Stated goal 1 — Collect every line of the records that contains the word "woman".

Extract provided —
---
In July 2016, Wanderlust-1 took us travelling through Kaghan to Gilgit and up the Karakoram Highway to Hunza. We made it as far as the Khunjerab border and, in fact, as a special privilege we were even taken across the line to the Chinese custom and immigration office. Special it indeed was because Khunjerab had become like any international border crossing in Asia: strict.
Things had changed since my last visit in 2010. Until then visitors from both the Chinese and Pakistani sides were free to wander around this or that side of the border. I had likened it to most borders in Europe and wrote at that time that this was like international borders in the world should be. After that things went south pretty fast and in 2016, we found a mean looking Chinese guards with even meaner looking assault rifles held at the ready.
After the trip, short videos of the proceedings went up on the Annemarie-Schimmel-Haus website. Much to the surprise of all of us, word reached us this year that the restaurants where we dined in Hunza and the people we spoke to on video had become great hits with visitors.
The year 2017 was a dud so far as the wanderlust series was concerned. André, our director for the series, was busy elsewhere. This year, 2018, preparations began early. And so it was that we got away from Lahore on 26 July. From experience we knew that getting into Naran in the evening would be impossible because of the horrendous traffic jams the once pristine and uncrowded hill resort now suffers during the tourist season. We therefore planned to stop a few kilometres short for the overnight halt.
Parhena Cottages, about eight kilometres downstream of Naran were a pleasant stopover. The management was good enough to serve us breakfast an hour before the usual opening time. And we escaped through Naran before the sole street became clogged with disorderly traffic.
27 June. The halt at Babusar Pass seems to be mandatory now. As everyone loitered about I got talking to a honey-seller. I told him the Naran apiaries fed their bees sugar syrup so that they could have a load of honey in as short a time as possible. He lifted a comb to show me that real honey did not fall in drops but made a continuous narrow streak. I told him that was because of the cold temperature and the man left me in a hurry.
Word for all visitors to Kaghan and other mountain valleys where locals flaunt ‘real’ honey: the honey is real all right because it is processed by bees. But the bees do not fly from flower to flower collecting nectar. Instead, they have pans of thick sugar syrup to feed on and process. Hence the honey has no flavour, bouquet or consistency and is rich with sugar crystals. Sacks of sugar can be seen in the tents of the bee-keepers with large plastic drums to prepare the sugar syrup which is served to the bees in pans kept out of sight of nosy visitors.
---
[Spatial annotation records]
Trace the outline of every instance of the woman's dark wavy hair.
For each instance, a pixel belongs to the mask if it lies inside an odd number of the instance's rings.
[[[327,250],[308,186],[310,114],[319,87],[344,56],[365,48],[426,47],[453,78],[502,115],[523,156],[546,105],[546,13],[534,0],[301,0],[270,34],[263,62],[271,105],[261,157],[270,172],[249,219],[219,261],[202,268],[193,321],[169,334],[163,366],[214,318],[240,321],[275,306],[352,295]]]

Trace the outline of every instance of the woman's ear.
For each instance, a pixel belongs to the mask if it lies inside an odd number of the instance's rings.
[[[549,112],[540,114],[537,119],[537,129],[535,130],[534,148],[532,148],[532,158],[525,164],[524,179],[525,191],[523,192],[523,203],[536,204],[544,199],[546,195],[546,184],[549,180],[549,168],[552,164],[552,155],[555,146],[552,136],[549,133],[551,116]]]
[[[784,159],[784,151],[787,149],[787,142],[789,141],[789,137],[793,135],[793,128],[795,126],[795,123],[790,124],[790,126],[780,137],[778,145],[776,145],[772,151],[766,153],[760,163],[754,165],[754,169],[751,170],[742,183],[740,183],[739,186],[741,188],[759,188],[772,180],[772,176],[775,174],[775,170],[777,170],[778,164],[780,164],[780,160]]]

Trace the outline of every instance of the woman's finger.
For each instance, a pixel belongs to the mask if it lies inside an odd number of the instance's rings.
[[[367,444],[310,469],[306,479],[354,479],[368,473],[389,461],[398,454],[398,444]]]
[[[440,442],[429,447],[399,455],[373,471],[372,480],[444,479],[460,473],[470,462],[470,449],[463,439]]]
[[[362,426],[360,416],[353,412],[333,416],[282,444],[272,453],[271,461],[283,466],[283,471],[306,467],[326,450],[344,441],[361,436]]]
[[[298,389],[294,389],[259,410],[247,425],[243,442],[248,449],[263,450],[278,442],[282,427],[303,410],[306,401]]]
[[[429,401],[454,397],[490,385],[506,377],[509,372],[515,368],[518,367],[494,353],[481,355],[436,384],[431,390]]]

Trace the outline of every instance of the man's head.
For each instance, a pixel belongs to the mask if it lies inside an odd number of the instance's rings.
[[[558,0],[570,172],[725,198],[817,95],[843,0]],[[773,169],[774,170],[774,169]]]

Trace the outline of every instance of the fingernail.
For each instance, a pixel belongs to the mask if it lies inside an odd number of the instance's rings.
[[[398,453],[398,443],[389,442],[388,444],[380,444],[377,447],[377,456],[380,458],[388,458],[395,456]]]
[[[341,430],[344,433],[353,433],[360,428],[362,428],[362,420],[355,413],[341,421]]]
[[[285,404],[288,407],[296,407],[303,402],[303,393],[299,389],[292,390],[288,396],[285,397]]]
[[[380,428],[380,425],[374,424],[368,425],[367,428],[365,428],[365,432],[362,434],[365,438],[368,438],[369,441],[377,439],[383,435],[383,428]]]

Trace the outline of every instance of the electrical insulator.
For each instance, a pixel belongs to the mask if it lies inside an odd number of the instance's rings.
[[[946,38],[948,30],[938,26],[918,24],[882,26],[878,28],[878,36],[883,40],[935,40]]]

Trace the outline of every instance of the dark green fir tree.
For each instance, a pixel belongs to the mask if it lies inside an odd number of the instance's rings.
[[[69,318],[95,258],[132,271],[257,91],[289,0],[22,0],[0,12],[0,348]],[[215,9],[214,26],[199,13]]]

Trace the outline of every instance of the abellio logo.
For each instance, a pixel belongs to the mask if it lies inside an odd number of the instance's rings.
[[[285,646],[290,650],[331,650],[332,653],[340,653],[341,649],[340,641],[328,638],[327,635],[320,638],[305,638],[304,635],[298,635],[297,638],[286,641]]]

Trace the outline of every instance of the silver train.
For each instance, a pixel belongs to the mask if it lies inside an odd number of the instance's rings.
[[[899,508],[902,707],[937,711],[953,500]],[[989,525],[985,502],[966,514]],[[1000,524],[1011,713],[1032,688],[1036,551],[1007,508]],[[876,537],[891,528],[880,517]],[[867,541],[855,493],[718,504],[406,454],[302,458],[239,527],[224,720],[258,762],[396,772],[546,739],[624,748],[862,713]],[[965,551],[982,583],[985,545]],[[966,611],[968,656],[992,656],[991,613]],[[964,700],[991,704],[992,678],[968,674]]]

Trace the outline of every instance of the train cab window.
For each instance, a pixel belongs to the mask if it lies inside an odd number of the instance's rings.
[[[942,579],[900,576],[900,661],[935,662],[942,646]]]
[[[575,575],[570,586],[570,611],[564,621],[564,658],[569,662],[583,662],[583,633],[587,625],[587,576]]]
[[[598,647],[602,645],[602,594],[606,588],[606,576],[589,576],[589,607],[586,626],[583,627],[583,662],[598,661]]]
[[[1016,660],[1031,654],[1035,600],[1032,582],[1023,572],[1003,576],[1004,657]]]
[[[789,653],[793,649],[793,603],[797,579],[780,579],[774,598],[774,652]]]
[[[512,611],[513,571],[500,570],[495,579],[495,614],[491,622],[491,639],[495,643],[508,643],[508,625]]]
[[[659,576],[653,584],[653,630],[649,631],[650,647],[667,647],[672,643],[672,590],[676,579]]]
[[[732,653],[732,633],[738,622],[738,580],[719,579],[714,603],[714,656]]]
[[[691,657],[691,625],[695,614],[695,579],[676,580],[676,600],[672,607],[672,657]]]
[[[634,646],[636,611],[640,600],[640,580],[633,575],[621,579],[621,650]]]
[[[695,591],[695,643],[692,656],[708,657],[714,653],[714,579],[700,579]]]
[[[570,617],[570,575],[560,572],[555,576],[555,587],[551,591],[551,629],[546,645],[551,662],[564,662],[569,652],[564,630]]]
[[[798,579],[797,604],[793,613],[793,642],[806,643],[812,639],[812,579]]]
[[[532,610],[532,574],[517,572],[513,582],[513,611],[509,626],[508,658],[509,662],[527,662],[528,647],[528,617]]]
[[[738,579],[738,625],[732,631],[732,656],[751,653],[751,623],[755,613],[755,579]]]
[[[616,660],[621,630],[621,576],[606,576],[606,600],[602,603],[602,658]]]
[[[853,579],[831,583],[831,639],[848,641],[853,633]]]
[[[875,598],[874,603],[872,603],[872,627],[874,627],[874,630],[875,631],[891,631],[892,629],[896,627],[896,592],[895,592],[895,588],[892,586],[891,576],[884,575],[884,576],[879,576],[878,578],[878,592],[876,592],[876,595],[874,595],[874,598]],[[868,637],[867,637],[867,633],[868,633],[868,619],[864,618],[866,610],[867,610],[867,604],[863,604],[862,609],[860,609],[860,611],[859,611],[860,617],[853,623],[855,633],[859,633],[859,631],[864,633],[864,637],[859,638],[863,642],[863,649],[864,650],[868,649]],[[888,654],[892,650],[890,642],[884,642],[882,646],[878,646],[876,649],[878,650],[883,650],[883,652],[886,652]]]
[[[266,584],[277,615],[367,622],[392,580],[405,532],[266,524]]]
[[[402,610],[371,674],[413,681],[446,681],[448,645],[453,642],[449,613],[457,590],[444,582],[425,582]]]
---
Stated goal 2 — In the travel account, where did the group make its overnight halt short of Naran?

Answer 1 —
Trace the outline of every instance of the woman's dark wavy hair.
Trace the outline of every instance of the woman's ear.
Trace the outline of every instance of the woman's finger.

Answer 2 — At Parhena Cottages, about eight kilometres downstream of Naran.